### Exercise
Reproduce the email below about Solr join benchmarks verbatim, from its greeting through the final quoted line.

* START Supplied passage *

Hello Roman,

Thanks for your interest. I briefly looked on your approach, and I'm really
interested in your numbers.

Here is the trivial code, I'd rather prefer rely on your testing framework,
and can provide you a version of Solr 4.2 with SOLR-3076 applied. Do you
need it?
https://github.com/m-khl/join-tester

What you are saying about benchmark representativeness definitely makes
sense. I didn't try to establish a complete absolutely representative
benchmark. Just wanted to have rough numbers, related for my usecase,
certainly. I'm from eCommerce, that volume was enough for me.

What I didn't get is, 'not the block joins, because these cannot be used for
citation data - we cannot reasonably index them into one segment'. Usually,
there is no problem with blocks in multi segment index, block definitely
can't span across segments. Anyway, please elaborate.
One of block join benefits is an ability to hit only the first matched
child in group, and jump over followings. It doesn't applicable in general,
but get huge gain some times.


On Fri, Jul 12, 2013 at 8:29 PM, Roman Chyla <roman.ch...@gmail.com> wrote:

> Hi Mikhail,
> I have commented on your blog, but it seems I have done st wrong, as the
> comment is not there. Would it be possible to share the test setup
> (script)?
>
> I have found out that the crucial thing with joins is the number of 'joins'
> [hits returned] and it seems that the experiments I have seen so far were
> geared towards small collection - even if Erick's index was 26M, the number
> of hits was probably small - you can see a very different story if you face
> some [other] real data. Here is a citation network and I was comparing
> lucene join's [ie not the block joins, because these cannot be used for
> citation data - we cannot reasonably index them into one segment])

* END Supplied passage *
* START Recorded data *

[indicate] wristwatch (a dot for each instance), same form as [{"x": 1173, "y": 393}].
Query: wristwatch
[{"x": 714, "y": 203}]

* END Recorded data *

### Result for this task
Hello Roman,

Thanks for your interest. I briefly looked on your approach, and I'm really
interested in your numbers.

Here is the trivial code, I'd rather prefer rely on your testing framework,
and can provide you a version of Solr 4.2 with SOLR-3076 applied. Do you
need it?
https://github.com/m-khl/join-tester

What you are saying about benchmark representativeness definitely makes
sense. I didn't try to establish a complete absolutely representative
benchmark. Just wanted to have rough numbers, related for my usecase,
certainly. I'm from eCommerce, that volume was enough for me.

What I didn't get is, 'not the block joins, because these cannot be used for
citation data - we cannot reasonably index them into one segment'. Usually,
there is no problem with blocks in multi segment index, block definitely
can't span across segments. Anyway, please elaborate.
One of block join benefits is an ability to hit only the first matched
child in group, and jump over followings. It doesn't applicable in general,
but get huge gain some times.


On Fri, Jul 12, 2013 at 8:29 PM, Roman Chyla <roman.ch...@gmail.com> wrote:

> Hi Mikhail,
> I have commented on your blog, but it seems I have done st wrong, as the
> comment is not there. Would it be possible to share the test setup
> (script)?
>
> I have found out that the crucial thing with joins is the number of 'joins'
> [hits returned] and it seems that the experiments I have seen so far were
> geared towards small collection - even if Erick's index was 26M, the number
> of hits was probably small - you can see a very different story if you face
> some [other] real data. Here is a citation network and I was comparing
> lucene join's [ie not the block joins, because these cannot be used for
> citation data - we cannot reasonably index them into one segment])